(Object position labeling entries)
start

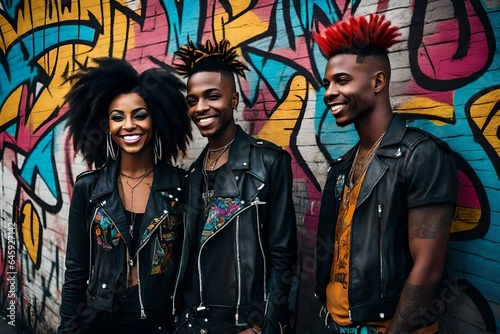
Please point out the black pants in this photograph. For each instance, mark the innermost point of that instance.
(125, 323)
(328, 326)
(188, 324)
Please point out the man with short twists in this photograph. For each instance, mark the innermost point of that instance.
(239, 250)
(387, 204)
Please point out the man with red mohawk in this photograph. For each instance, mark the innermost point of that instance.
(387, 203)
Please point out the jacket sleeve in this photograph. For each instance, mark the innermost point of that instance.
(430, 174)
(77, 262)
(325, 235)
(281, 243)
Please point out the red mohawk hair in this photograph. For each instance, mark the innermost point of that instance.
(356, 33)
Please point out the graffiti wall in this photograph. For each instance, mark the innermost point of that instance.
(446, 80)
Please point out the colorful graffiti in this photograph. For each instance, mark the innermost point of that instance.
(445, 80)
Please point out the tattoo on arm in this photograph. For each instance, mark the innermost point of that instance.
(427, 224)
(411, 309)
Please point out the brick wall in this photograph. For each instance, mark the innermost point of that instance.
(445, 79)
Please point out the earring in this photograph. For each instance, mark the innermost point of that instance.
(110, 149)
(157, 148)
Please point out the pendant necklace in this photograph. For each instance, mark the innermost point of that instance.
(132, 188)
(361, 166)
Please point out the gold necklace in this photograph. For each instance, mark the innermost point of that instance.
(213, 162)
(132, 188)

end
start

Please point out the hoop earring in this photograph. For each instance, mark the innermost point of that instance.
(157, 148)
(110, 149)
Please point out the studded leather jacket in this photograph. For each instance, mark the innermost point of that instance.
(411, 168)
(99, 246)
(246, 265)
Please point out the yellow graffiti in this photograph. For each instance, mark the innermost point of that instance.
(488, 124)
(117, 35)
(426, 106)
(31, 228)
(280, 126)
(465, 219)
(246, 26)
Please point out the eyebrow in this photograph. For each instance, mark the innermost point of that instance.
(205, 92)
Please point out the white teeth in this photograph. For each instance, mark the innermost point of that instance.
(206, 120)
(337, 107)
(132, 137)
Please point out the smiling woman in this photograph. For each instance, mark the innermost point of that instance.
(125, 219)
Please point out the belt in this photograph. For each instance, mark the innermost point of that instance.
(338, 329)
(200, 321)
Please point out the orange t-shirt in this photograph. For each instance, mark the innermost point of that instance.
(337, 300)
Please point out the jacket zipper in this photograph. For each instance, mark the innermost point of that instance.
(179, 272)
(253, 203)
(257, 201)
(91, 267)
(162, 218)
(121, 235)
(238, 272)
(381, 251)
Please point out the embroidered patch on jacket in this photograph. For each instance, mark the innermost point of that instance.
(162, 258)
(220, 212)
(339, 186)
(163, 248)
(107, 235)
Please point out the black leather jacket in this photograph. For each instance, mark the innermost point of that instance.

end

**PROBLEM DESCRIPTION**. Recast the lines as a Markdown table with the columns "Row" and "Line text," starting with the line that contains "Please point out the belt" and going on through the line that contains "Please point out the black leather", both included. Leave out blank lines and include no other lines.

**SOLUTION FOR THIS EXERCISE**.
| Row | Line text |
|---|---|
| 1 | Please point out the belt in this photograph. For each instance, mark the innermost point of that instance. |
| 2 | (338, 329) |
| 3 | (200, 321) |
| 4 | Please point out the orange t-shirt in this photograph. For each instance, mark the innermost point of that instance. |
| 5 | (337, 300) |
| 6 | Please point out the jacket zipper in this photograph. For each instance, mark the innermost point of that instance. |
| 7 | (179, 272) |
| 8 | (253, 203) |
| 9 | (257, 201) |
| 10 | (91, 267) |
| 11 | (162, 218) |
| 12 | (121, 235) |
| 13 | (238, 272) |
| 14 | (381, 251) |
| 15 | Please point out the embroidered patch on jacket in this photograph. For each instance, mark the innermost point of that instance. |
| 16 | (162, 258) |
| 17 | (220, 212) |
| 18 | (339, 186) |
| 19 | (163, 248) |
| 20 | (107, 235) |
| 21 | Please point out the black leather jacket in this photograph. For each instance, mark the innermost point of that instance. |